AIM: Every line from the one that contains "Pick out the metal pivot" to the last line of the listing below should be quoted verbatim. Pictures are excluded.

Point placement records:

※ ※ ※

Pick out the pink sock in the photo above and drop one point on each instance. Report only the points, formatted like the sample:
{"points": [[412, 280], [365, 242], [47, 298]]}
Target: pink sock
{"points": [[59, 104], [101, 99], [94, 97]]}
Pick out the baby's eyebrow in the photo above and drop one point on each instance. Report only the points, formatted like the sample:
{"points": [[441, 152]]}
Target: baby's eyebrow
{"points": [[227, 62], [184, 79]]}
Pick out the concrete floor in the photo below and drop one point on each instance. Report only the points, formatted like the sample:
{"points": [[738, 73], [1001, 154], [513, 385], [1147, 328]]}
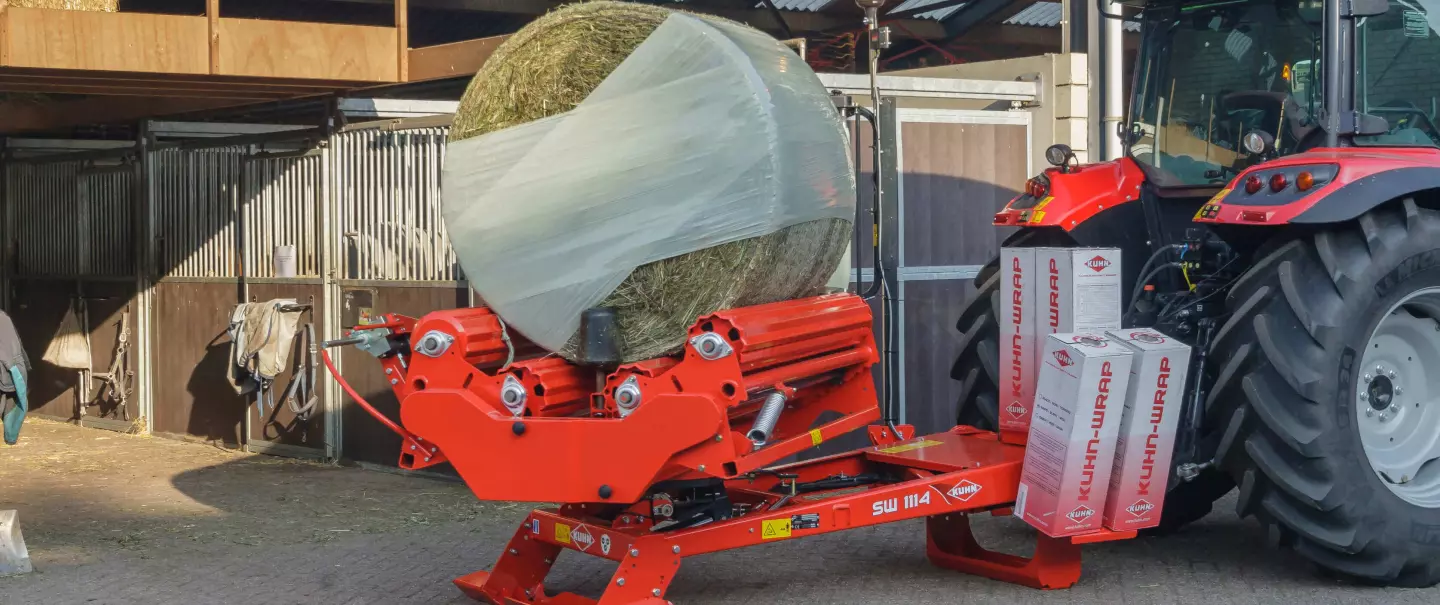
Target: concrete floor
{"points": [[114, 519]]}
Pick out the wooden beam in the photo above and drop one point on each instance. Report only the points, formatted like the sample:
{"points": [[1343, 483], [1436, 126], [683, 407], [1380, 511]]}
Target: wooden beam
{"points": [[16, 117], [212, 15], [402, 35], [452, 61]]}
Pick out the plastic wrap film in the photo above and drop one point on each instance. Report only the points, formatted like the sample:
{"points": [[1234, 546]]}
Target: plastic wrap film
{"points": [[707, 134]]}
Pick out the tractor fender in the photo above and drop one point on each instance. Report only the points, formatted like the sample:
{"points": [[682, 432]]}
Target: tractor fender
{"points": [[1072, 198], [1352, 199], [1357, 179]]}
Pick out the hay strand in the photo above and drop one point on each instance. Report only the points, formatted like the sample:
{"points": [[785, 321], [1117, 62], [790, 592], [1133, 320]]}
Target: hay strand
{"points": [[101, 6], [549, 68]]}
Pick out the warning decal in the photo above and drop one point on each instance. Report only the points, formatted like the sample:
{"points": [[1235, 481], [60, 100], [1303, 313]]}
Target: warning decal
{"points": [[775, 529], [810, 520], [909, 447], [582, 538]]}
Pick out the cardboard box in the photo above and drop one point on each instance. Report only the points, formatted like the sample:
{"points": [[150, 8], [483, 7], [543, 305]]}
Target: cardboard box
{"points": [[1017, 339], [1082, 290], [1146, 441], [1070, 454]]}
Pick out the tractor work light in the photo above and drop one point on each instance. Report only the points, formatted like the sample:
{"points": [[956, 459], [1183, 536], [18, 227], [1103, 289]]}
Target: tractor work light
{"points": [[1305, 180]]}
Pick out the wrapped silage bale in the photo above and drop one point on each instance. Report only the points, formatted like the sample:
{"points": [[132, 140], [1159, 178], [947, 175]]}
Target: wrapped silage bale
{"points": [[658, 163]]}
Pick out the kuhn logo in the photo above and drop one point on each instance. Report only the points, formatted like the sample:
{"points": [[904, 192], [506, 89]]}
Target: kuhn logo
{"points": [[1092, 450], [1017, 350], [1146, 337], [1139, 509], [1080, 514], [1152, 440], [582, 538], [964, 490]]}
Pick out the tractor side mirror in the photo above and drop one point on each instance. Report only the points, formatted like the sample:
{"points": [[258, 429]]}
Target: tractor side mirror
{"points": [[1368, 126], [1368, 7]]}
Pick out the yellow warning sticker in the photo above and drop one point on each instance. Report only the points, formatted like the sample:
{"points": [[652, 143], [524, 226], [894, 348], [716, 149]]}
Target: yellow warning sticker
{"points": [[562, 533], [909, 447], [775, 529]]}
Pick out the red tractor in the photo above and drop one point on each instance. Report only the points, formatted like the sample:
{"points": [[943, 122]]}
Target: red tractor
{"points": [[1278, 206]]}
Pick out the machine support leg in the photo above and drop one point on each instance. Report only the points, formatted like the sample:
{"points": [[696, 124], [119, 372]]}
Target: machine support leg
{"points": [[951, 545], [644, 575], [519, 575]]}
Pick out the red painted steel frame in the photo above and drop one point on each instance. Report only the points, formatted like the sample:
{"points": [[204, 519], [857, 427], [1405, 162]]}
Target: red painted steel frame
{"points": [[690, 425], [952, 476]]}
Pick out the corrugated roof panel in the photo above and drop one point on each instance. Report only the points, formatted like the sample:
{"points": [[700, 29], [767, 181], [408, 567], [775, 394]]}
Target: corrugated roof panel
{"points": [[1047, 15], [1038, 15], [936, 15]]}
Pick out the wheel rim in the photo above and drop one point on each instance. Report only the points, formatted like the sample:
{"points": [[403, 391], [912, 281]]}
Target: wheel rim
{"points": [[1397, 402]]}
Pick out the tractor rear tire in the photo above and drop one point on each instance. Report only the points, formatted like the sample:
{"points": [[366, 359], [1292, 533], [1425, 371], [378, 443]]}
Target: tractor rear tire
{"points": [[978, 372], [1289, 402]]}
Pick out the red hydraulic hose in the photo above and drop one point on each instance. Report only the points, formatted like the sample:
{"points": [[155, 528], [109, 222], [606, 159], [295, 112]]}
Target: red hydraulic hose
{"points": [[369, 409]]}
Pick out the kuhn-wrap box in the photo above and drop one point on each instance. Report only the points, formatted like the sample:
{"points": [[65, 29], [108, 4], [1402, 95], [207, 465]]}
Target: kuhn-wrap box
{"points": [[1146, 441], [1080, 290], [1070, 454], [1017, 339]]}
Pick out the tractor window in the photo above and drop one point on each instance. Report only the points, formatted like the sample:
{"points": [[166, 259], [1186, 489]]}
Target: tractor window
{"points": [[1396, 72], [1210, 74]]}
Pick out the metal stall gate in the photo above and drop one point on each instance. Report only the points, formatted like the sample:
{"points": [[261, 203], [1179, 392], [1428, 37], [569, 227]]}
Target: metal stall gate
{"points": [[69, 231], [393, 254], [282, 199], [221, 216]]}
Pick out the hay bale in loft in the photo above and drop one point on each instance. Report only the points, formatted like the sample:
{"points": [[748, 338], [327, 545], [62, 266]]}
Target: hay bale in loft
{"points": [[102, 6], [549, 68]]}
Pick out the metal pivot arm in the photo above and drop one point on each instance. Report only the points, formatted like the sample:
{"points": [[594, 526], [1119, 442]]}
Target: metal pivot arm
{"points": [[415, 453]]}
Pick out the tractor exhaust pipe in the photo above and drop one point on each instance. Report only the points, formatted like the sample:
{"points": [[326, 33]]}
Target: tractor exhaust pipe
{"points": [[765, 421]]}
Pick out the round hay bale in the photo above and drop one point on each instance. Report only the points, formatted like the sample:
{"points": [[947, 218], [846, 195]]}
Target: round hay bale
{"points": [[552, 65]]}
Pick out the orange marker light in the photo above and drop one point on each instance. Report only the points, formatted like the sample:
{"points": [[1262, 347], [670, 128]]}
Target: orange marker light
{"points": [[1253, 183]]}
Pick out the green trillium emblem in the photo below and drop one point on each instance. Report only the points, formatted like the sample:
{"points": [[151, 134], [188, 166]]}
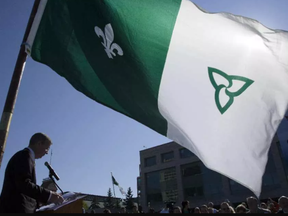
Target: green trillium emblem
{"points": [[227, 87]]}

※ ※ ※

SOLUTION FOR THIS TASK:
Pick out the metal pivot arm in the photo above and drop one point on each instance. Report only the points, formatted like the sample:
{"points": [[594, 526], [1119, 442]]}
Target: metal pivot arm
{"points": [[415, 453]]}
Pick out the tractor exhaust pipe in the photo above and drop one point on each instance. Report only the points, formatted like the sample:
{"points": [[326, 33]]}
Target: tractor exhaust pipe
{"points": [[765, 421]]}
Pick out the round hay bale in the photo above and drop one point on each instance. Report only the points, formatted like the sample:
{"points": [[947, 218], [846, 195]]}
Target: round hay bale
{"points": [[552, 65]]}
Pick out the orange marker light in the photo above and drop one point on each instance. Report only the points, formatted like the sample:
{"points": [[1262, 347], [670, 128]]}
Target: orange marker light
{"points": [[1253, 183]]}
Pick out the green trillium emblem in the photo below and drop one point on each instance. Report only the points, formatted like the sample:
{"points": [[151, 134], [188, 166]]}
Target: green trillium emblem
{"points": [[227, 87]]}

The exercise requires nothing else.